[Stored items from a collection]
********************

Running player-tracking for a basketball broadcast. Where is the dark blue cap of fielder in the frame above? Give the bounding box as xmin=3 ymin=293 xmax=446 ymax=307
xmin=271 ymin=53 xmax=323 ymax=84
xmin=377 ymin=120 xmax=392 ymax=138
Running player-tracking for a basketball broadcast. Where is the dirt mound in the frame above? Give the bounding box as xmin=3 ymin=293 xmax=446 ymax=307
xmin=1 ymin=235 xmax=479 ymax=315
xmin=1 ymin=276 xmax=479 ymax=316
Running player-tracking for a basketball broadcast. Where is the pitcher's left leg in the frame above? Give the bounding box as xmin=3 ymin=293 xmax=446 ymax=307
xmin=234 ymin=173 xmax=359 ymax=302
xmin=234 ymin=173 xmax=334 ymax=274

********************

**Action item**
Write out each line of the data above again, exactly as given.

**Solution for this task**
Running player-tracking for a basketball broadcast. Where is the dark blue cap of fielder in the frame above? Give the bounding box as xmin=3 ymin=293 xmax=446 ymax=307
xmin=271 ymin=53 xmax=323 ymax=84
xmin=377 ymin=120 xmax=392 ymax=138
Running player-tracking for a basketball broadcast. Where is the dirt mound in the frame above? Give the bounding box as xmin=3 ymin=293 xmax=446 ymax=307
xmin=1 ymin=235 xmax=479 ymax=315
xmin=1 ymin=276 xmax=479 ymax=316
Running player-tracking for a basketball broadcast. Where is the pitcher's left leg in the frame above? Give the bounding box as xmin=3 ymin=293 xmax=446 ymax=307
xmin=234 ymin=173 xmax=359 ymax=302
xmin=234 ymin=173 xmax=334 ymax=274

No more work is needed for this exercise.